▸ **Data extract**:
● ● ● ● ● ● ●

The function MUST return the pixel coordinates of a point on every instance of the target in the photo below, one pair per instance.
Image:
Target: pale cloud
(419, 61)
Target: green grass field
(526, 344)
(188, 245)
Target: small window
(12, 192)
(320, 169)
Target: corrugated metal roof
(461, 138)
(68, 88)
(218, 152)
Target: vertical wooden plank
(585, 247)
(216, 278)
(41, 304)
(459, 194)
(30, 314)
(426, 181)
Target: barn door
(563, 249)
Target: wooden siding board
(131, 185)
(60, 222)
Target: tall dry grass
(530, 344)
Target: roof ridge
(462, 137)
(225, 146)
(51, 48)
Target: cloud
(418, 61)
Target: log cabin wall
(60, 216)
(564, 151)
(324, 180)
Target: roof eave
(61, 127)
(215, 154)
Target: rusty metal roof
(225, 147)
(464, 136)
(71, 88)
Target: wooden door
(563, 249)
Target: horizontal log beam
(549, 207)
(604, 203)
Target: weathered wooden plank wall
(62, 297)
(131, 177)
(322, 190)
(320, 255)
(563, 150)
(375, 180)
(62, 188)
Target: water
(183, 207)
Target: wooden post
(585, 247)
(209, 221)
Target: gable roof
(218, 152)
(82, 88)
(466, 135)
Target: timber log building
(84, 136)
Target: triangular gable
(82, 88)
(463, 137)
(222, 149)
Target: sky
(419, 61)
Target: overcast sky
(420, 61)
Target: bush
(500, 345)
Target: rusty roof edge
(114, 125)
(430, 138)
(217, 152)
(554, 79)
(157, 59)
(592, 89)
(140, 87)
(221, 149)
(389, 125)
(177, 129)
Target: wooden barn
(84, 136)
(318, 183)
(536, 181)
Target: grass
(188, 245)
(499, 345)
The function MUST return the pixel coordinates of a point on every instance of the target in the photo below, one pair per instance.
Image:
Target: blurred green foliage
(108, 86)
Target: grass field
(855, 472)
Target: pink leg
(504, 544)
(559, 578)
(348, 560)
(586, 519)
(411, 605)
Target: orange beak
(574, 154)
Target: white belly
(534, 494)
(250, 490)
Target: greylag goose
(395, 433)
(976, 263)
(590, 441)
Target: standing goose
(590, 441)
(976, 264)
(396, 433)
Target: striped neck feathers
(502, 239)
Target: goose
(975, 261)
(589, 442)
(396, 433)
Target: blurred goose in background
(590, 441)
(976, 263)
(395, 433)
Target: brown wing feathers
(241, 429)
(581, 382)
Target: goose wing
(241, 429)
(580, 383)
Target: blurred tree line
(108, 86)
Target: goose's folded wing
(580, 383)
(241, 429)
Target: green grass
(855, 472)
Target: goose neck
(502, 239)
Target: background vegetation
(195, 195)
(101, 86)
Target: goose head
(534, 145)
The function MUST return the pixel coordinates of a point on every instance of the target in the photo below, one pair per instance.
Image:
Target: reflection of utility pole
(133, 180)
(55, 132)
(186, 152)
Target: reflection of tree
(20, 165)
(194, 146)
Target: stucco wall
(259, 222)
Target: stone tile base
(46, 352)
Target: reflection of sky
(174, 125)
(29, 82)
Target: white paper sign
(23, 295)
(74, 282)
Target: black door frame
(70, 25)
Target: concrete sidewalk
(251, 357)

● ● ● ● ● ● ●

Once you find the line containing "Target: stucco wall", copy it and every line after it through the end of the records, exactly and nothing else.

▸ **Solution for this exercise**:
Target: stucco wall
(259, 222)
Target: stone tile base
(46, 352)
Target: reflection of sky
(174, 125)
(29, 82)
Target: white paper sign
(23, 295)
(74, 282)
Target: black door frame
(70, 25)
Target: concrete sidewalk
(251, 357)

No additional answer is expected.